#### Aim
Pick out every line in the records below that contains the word "foam", and copy each of those lines.
-- begin Data shown --
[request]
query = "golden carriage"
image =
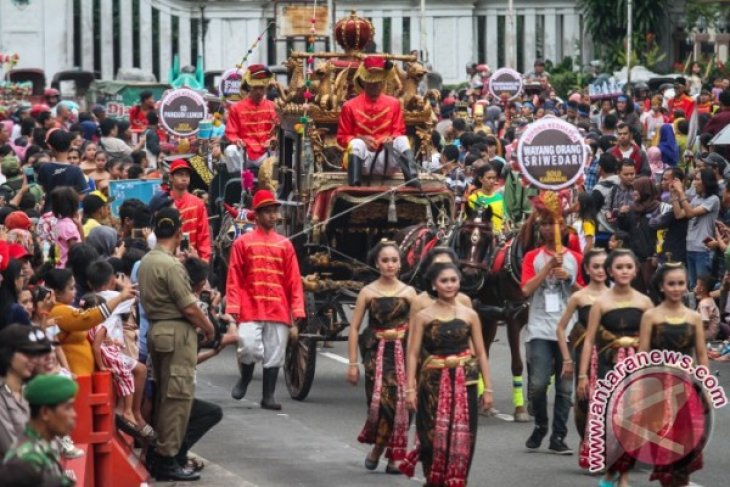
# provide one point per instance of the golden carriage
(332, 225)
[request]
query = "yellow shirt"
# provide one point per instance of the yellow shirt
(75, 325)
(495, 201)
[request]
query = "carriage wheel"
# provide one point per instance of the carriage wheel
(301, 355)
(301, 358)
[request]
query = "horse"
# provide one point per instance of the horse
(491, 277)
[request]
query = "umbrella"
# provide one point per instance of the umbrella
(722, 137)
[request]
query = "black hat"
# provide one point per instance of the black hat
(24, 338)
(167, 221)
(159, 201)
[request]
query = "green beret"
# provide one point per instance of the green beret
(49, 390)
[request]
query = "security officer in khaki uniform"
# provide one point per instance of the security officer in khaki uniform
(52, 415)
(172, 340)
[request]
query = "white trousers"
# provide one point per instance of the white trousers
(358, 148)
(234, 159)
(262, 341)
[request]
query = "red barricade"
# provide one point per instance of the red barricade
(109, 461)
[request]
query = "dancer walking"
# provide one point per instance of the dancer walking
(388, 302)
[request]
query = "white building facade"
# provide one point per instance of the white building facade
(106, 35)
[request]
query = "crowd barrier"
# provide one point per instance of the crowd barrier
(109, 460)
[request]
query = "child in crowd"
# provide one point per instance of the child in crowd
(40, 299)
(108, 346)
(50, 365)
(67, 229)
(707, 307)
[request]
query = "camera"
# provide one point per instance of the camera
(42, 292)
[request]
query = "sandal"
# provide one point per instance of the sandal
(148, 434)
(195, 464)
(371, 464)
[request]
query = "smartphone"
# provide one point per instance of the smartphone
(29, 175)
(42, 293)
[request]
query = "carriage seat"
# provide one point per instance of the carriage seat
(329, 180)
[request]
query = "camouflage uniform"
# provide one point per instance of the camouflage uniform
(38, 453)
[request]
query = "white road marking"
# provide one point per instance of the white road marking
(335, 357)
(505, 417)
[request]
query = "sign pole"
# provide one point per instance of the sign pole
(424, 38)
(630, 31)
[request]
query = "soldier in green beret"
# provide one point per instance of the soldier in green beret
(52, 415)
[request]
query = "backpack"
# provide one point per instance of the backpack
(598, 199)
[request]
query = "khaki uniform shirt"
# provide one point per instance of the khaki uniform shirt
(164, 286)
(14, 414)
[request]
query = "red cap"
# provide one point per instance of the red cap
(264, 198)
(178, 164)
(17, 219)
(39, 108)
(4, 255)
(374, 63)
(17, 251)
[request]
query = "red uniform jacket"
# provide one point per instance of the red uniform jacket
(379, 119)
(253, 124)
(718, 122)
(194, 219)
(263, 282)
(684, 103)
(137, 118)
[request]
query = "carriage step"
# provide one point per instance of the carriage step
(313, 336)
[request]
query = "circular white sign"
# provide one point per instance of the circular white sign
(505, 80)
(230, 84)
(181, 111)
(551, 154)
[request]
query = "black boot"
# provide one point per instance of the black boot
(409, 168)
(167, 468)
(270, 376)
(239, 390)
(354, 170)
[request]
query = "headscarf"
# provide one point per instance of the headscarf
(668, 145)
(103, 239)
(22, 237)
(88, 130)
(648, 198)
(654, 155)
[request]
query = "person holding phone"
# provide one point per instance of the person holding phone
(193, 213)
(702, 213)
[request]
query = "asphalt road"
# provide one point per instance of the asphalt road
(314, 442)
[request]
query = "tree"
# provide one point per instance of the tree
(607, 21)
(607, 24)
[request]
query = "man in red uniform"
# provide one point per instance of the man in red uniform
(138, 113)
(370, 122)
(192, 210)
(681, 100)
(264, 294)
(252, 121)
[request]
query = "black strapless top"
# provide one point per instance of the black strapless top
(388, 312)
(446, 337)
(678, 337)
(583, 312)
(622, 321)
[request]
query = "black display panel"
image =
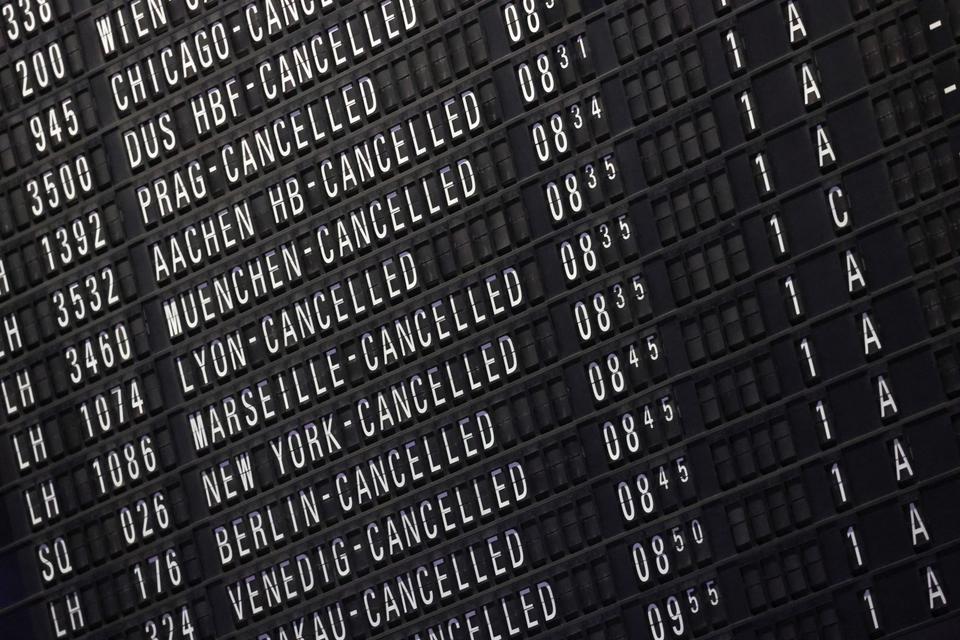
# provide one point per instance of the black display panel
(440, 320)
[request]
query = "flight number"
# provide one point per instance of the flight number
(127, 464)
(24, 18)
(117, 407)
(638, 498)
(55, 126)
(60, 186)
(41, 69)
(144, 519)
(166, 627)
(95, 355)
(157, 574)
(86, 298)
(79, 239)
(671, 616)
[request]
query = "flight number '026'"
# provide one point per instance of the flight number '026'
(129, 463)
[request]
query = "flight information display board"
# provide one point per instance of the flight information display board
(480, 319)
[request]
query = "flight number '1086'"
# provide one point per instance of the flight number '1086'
-- end Data shown --
-- begin Data shown --
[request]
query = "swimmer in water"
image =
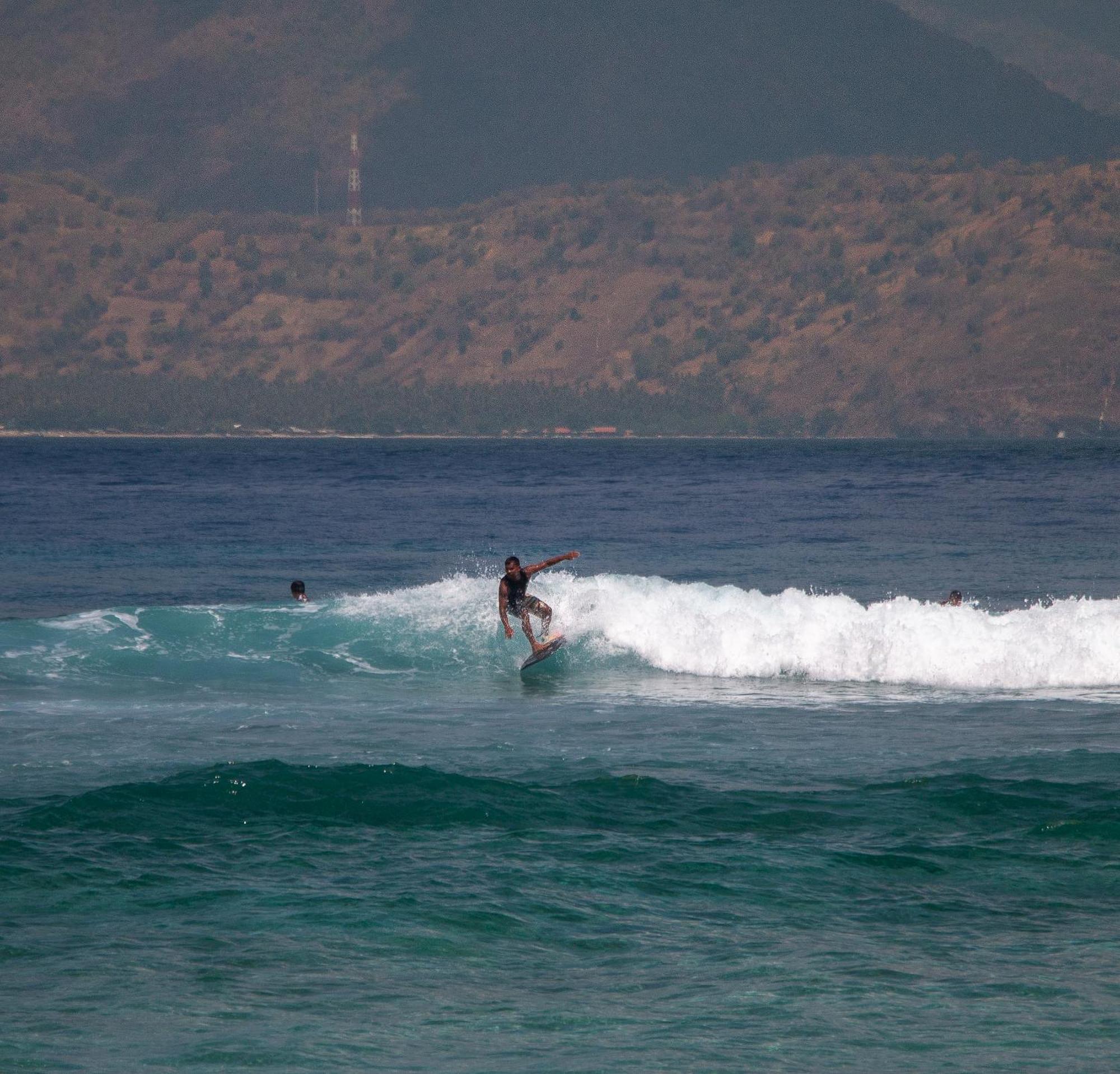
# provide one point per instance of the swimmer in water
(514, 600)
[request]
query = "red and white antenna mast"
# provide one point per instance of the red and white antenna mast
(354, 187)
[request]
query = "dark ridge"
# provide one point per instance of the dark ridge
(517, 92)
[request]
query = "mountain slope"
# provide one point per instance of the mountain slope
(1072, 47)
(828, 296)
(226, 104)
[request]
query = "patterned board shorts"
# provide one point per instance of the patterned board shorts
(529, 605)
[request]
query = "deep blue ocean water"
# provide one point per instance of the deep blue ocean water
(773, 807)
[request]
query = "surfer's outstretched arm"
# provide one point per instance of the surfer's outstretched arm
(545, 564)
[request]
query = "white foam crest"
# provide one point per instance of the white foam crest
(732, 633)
-- end Data shown --
#### Exercise solution
query = "white foam crest"
# provide one point per instance of the white foam crest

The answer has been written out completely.